» **Selection**

WHILE the Greek astronomers Hipparchus and Ptolemy were cataloguing the stars as
seen from the Mediterranean and dividing them into the patterns that we still
know today, Chinese astronomers were developing a completely different
celestial tradition in the far east. If China can be said to have an equivalent
of Ptolemy and the star catalogue in the Almagest, it would be Chen Zhuo (c. AD 220–280) and the list of over 1400 stars that he compiled. Chen himself post-dates
Ptolemy by a century, but in his unnamed catalogue he collated observations by
Chinese astronomers who worked several centuries before him, earlier even than
the Greek Hipparchus.
As in the west, different sets of constellations were invented by different
astronomers, although in China the final selection was fixed much earlier. Chen’s catalogue was a synthesis of the work of three previous authorities and their
respective followers: Shi Shen and Gan De, who both lived around 300 BC; and Wuxian (or Wu Xian), whose dates are completely uncertain and who might
even have been fictional. Shi Shen and his school is credited with 93
constellations, Gan De with 118, and Wuxian with 44, giving a total of 255.
Most of these constellations consisted of only a handful of stars, and some were
just a single star; very few of the ancient Chinese constellations contained
more than a dozen stars. There were no later additions to the Chinese
constellation pantheon after Chen’s time, although some of the existing ones were modified.
Additional to these 255 star groups, and predating them, were 28 ancient
divisions of the ecliptic known as xiu (formerly transliterated as hsiu), or mansions, as listed in the table below. These were vertical strips of sky
that acted as markers for following the nightly progress of the Moon as it
orbited the Earth each month, like a kind of zodiac, thereby providing the
basis for a lunar calendar. Since the names of these mansions are so old, the
origin and meaning of many of them is no longer understood.
Unlike the 12 houses of the zodiac familiar to western astrologers the 28 xiu were not equally spaced but varied considerably in width, from a mere 2° (Zi, the 20th mansion) to 33° (Jing, the 22nd), and stretched from pole to pole. Each xiu was named after a constellation within it, not necessarily on the ecliptic – another difference from western zodiacal constellations, all of which lie on the
Although Chen Zhuo’s original catalogue was lost some time in the 6th century, we know from later
works that it contained 1464 stars, over 400 more than the Almagest. When we talk of the Chinese sky and Chinese constellations, it is this
blending of the three traditions of Shi Shen, Gan De, and Wuxian with the 28 xiu of the zodiac that we mean, giving a total of 283 constellations. What’s more, the Chinese system spread to Japan and Korea, so Chen’s catalogue and the maps made from it are the basis of a more general
far-eastern tradition. This combined set of constellations remained in use
until the early 17th century, when western constellations were introduced by
Jesuit missionaries such as Adam Schall von Bell (1592–1666).
Chinese star charts
When Chinese celestial cartographers came to depict the sky, they at first used
different colours to distinguish the constellations of the three different
schools. Around AD 440 the Chinese astronomer Qian Lezhi made a bronze celestial globe (some
describe it as a planisphere rather than a globe) on which the stars attributed
to Shi Shen were shown in red, those of Gan De in black, and those of Wuxian in
white (open circles). China was also the source of the first star charts on
paper, the oldest known example being the Dunhuang chart, now thought to date from the mid to late 7th century AD.

» **Dataset extract**
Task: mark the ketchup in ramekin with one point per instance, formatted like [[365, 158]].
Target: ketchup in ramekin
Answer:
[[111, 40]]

» **Required actions**
a – Answer these from the passage on Chinese astronomy:
(i) How many stars did Chen Zhuo's catalogue contain?
(ii) How many constellations are credited to Gan De?
(iii) Around what year did Qian Lezhi make a bronze celestial globe?
b – Continue the passage on Chinese astronomy from its last sentence.
The listing bears no relation to the passage on Chinese astronomy.

» **Expected outputs**
a –
(i) 1464
(ii) 118
(iii) Around AD 440

b –
Since Chinese constellations were symbolic, rather than pictorial as in the
West, their member stars were usually not identified with any precision and
could change over time. Hence there is considerable variance in the depiction
and interpretation of Chinese constellations from different eras. These
differences can be confusing and frustrating to anyone trying to reconstruct
the Chinese sky.
Adding to the difficulty of identification is that Chinese astronomers made no
attempt to convey the relative brightnesses of the stars by the sizes of the
individual dots on their charts. This lack of interest in star magnitudes is
characteristic of all Chinese (and Korean) star charts, and reveals an
uncomfortable truth: they are primarily a canvas for the ruminations of
astrologers, rather than a blueprint of the sky for scientific purposes. Chinese Emperors were considered to rule under a
mandate from heaven, but this mandate could be revoked if they ruled badly; signs of heavenly
displeasure would, it was thought, be seen in the form of celestial phenomena
such as eclipses, comets, and ‘new’ stars (novae). So it was important for the Emperor and his advisors to know
what such events meant whenever they occurred.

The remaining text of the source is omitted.